### Exercise directions
Transfer the material from its first line up to and including the line with "x=205 y=201", requests included, and add 78 to every x and y coordinate in the answer points. Leave the rest of the material out.

### Records provided
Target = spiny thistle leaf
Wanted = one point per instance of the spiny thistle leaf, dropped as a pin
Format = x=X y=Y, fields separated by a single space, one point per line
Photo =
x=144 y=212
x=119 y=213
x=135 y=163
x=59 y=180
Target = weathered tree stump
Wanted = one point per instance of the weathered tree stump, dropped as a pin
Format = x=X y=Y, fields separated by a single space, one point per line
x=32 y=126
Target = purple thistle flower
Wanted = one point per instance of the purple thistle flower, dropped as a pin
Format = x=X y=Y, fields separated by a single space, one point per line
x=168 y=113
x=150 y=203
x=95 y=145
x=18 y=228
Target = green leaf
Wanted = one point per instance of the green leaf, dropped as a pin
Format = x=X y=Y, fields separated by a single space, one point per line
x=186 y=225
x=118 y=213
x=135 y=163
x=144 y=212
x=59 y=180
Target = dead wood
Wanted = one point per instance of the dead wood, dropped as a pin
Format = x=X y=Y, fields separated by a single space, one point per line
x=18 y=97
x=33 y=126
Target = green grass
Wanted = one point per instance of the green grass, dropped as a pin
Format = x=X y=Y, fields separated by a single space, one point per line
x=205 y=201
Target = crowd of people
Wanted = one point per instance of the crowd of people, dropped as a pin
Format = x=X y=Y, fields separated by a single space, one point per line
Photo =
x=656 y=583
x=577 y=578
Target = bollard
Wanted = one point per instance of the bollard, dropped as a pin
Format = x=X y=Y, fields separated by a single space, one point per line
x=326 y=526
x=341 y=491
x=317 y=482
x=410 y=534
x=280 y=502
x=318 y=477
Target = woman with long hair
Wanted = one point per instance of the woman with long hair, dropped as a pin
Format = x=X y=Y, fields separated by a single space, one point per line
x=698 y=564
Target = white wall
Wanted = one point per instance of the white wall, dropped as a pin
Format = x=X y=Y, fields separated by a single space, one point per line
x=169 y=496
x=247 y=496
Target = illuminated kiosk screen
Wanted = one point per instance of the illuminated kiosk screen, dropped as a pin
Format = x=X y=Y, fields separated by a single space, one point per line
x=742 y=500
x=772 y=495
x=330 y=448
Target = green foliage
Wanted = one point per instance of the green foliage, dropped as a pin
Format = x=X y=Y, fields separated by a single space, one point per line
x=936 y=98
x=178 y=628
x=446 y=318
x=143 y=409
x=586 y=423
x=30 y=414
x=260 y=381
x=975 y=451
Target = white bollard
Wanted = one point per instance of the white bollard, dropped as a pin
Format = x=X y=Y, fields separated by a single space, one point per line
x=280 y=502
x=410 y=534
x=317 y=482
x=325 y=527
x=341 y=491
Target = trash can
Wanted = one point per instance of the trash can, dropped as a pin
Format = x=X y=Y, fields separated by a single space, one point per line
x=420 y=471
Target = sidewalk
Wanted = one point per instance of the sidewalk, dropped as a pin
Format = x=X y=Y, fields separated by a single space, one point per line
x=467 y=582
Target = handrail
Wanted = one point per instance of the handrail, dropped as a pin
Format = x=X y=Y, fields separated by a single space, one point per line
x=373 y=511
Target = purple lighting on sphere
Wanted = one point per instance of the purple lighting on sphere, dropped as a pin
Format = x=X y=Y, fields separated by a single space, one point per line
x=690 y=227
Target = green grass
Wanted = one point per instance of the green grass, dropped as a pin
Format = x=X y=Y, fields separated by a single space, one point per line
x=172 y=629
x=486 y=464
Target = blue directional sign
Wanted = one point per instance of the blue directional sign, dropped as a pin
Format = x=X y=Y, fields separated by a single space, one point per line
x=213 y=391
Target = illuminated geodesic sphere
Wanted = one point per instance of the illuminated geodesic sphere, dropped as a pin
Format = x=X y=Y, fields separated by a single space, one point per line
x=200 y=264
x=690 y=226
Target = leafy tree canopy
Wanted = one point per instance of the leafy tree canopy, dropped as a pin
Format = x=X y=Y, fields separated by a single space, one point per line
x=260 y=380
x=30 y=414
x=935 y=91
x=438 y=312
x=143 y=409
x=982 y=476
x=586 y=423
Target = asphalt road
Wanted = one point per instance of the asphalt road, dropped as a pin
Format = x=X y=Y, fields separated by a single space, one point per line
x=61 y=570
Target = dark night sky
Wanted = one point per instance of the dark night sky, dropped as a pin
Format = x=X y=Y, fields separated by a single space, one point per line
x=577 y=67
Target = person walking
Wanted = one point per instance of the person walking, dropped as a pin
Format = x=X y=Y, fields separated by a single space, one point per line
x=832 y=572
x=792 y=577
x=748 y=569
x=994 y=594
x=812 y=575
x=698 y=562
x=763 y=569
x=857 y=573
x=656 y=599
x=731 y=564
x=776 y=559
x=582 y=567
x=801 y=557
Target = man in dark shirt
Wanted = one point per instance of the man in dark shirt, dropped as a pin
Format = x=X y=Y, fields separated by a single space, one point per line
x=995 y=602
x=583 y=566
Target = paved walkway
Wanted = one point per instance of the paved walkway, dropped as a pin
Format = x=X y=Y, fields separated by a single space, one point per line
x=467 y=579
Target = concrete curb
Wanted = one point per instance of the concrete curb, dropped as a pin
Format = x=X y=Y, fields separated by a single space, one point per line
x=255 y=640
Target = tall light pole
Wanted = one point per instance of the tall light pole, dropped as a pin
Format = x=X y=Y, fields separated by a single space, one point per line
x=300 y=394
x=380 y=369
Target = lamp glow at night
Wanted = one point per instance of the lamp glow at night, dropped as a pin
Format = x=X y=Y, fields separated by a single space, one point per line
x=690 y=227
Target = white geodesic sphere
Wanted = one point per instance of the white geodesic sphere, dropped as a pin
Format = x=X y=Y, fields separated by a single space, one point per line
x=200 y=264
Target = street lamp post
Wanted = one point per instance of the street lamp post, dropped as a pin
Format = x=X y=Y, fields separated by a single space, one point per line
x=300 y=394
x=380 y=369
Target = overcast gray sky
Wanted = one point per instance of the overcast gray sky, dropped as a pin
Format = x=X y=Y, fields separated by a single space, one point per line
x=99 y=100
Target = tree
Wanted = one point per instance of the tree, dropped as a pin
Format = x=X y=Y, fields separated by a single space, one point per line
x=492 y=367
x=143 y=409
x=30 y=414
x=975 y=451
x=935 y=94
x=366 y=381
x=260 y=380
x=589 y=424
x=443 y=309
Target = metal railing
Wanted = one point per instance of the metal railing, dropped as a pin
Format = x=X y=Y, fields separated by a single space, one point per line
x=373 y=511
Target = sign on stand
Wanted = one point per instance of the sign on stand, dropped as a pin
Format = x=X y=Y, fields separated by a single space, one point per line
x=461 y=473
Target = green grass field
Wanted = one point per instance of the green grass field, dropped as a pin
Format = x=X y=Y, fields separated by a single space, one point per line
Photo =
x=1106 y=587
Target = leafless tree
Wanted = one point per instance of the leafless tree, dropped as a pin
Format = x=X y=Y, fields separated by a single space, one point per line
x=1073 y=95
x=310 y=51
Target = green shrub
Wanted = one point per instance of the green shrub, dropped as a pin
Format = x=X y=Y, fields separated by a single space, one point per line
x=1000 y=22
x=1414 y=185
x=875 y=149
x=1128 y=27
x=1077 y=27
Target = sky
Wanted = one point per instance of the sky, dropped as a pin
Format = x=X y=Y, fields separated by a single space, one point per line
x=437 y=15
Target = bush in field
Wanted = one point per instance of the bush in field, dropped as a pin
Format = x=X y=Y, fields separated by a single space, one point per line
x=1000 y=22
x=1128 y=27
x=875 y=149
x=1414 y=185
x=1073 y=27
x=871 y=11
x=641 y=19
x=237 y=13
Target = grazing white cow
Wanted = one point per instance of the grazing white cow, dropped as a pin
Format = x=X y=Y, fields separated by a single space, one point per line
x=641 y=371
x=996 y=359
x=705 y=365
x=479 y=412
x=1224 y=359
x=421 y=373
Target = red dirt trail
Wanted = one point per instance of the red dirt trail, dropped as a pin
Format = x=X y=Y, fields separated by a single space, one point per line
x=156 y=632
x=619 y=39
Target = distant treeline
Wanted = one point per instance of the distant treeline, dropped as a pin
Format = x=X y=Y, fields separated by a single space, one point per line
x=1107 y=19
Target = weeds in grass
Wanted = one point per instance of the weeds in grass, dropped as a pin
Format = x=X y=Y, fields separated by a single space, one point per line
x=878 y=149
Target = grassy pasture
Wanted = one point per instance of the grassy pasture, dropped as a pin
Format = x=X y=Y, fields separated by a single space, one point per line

### Solution below
Target = spiny thistle leaf
Wanted = one point per instance of the spiny thistle leaf, dropped as a pin
Format = x=X y=Y, fields separated by a single space, one point per line
Photo =
x=222 y=290
x=197 y=291
x=213 y=241
x=137 y=258
Target = weathered tree stump
Wanted = one point per instance of the weathered tree stump, dropped as a pin
Format = x=X y=Y, fields separated by a single space, one point per line
x=110 y=204
Target = purple thistle flower
Wanted = one point per instance of the purple thistle flower, dropped as a pin
Format = x=X y=Y, fields separated by a single space, one point per line
x=246 y=191
x=228 y=281
x=173 y=223
x=96 y=306
Target = green leaf
Wanted = one point per instance of the green leaf, dropped as a pin
Format = x=X y=Y, fields separated by a single space, one point per line
x=264 y=303
x=196 y=291
x=213 y=241
x=222 y=290
x=137 y=258
Target = dead wood
Wanted = one point per instance of the dead wood, dropped as a pin
Format = x=X y=Y, fields separated by a single space, one point per line
x=96 y=175
x=111 y=204
Target = green grass
Wanted = one point per instance of the green grass, dropped as a pin
Format = x=X y=Y, fields separated by a single space, one point per line
x=283 y=279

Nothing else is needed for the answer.